Every record below is to be retyped exactly.

________________

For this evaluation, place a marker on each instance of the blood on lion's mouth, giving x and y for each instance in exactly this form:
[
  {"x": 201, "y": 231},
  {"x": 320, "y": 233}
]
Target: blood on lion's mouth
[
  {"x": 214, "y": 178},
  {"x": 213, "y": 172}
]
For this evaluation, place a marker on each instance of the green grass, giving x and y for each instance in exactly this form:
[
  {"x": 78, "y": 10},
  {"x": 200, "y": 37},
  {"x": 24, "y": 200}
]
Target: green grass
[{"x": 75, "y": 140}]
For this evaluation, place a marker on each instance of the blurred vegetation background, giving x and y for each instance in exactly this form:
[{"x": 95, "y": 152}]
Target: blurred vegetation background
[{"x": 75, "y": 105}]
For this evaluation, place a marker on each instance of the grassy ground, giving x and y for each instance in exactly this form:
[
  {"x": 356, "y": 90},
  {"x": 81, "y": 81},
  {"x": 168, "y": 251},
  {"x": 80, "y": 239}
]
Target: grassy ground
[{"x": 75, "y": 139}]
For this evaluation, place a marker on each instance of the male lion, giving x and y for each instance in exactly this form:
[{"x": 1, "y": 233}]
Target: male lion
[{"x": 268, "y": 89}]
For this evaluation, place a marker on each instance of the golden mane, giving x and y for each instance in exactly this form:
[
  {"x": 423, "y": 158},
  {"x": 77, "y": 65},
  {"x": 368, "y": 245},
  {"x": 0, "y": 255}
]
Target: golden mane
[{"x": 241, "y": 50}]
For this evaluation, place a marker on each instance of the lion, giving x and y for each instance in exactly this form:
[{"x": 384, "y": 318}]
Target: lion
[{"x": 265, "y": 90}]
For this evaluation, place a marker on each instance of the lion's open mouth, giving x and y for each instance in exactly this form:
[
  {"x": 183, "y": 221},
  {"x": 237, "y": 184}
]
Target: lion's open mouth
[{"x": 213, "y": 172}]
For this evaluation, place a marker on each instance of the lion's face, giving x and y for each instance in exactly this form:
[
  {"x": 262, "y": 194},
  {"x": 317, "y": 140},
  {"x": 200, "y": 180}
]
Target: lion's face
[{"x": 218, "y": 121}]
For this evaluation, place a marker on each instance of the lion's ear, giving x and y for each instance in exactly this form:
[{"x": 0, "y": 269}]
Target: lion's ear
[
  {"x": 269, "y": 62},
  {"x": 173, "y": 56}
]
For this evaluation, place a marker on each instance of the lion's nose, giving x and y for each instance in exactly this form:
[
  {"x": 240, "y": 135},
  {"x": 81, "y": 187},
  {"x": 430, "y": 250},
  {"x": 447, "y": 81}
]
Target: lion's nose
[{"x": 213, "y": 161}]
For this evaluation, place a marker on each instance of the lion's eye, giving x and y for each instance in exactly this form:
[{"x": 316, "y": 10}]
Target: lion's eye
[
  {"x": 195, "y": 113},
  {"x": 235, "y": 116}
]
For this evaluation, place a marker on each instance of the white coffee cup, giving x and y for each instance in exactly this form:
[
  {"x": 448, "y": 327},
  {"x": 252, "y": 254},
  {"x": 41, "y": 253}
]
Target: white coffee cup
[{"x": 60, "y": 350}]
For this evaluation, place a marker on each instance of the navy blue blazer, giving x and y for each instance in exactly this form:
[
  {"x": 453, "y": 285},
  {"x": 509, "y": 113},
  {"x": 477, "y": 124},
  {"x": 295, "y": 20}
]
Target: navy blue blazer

________________

# [Completed exercise]
For this evaluation, place a marker on each instance of the blood on lion's mouth, giving x and y for each instance in exactly this form:
[
  {"x": 201, "y": 231},
  {"x": 320, "y": 233}
]
Target: blood on lion's mouth
[
  {"x": 214, "y": 178},
  {"x": 213, "y": 172}
]
For this evaluation, place a marker on each instance of the green grass, giving x and y for each instance in exactly this form:
[
  {"x": 78, "y": 10},
  {"x": 200, "y": 37},
  {"x": 24, "y": 200}
]
Target: green grass
[{"x": 75, "y": 140}]
For this evaluation, place a marker on each instance of the blurred vegetation background, giving x and y for each instance in exactly this form:
[{"x": 95, "y": 152}]
Target: blurred vegetation background
[{"x": 75, "y": 105}]
For this evaluation, place a marker on each instance of the grassy ground, giving x and y for each instance in exactly this form:
[
  {"x": 356, "y": 90},
  {"x": 81, "y": 81},
  {"x": 168, "y": 251},
  {"x": 80, "y": 239}
]
Target: grassy ground
[{"x": 75, "y": 139}]
For this evaluation, place a marker on each instance of the male lion, giving x and y for each instance in exactly this form:
[{"x": 1, "y": 233}]
Target: male lion
[{"x": 268, "y": 89}]
For this evaluation, place a marker on each instance of the golden mane, giving x and y for each instance in exactly this form:
[
  {"x": 423, "y": 158},
  {"x": 77, "y": 65},
  {"x": 368, "y": 245},
  {"x": 0, "y": 255}
]
Target: golden mane
[{"x": 241, "y": 50}]
For this evaluation, place a marker on each instance of the lion, giving x and y for each instance in exactly this form:
[{"x": 384, "y": 318}]
Target: lion
[{"x": 265, "y": 90}]
For this evaluation, place a marker on each instance of the lion's open mouth, giving x and y for each instance in exactly this form:
[
  {"x": 183, "y": 221},
  {"x": 237, "y": 184}
]
Target: lion's open mouth
[{"x": 213, "y": 172}]
For this evaluation, place a marker on each instance of the lion's face, giving x and y for each instance in exactly this form:
[
  {"x": 262, "y": 194},
  {"x": 317, "y": 140},
  {"x": 200, "y": 180}
]
Target: lion's face
[{"x": 218, "y": 121}]
For this evaluation, place a marker on each instance of the lion's ear, giving x and y for each instance in exactly this form:
[{"x": 0, "y": 269}]
Target: lion's ear
[
  {"x": 269, "y": 62},
  {"x": 173, "y": 56}
]
For this evaluation, place a marker on each instance of the lion's nose, giving x and y for each instance in exactly this form:
[
  {"x": 240, "y": 135},
  {"x": 81, "y": 187},
  {"x": 430, "y": 250},
  {"x": 447, "y": 81}
]
Target: lion's nose
[{"x": 213, "y": 161}]
For this evaluation, place a marker on each instance of the lion's eye, giving x and y for each instance in exactly this form:
[{"x": 316, "y": 10}]
Target: lion's eye
[
  {"x": 195, "y": 113},
  {"x": 235, "y": 116}
]
For this evaluation, place a marker on each instance of the white coffee cup, giving x and y for each instance in exactly this form:
[
  {"x": 448, "y": 327},
  {"x": 252, "y": 254},
  {"x": 41, "y": 253}
]
Target: white coffee cup
[{"x": 60, "y": 350}]
For this evaluation, place a marker on each instance of the navy blue blazer, giving x and y for each instance in exactly this form:
[
  {"x": 453, "y": 285},
  {"x": 509, "y": 113},
  {"x": 477, "y": 124},
  {"x": 295, "y": 20}
]
Target: navy blue blazer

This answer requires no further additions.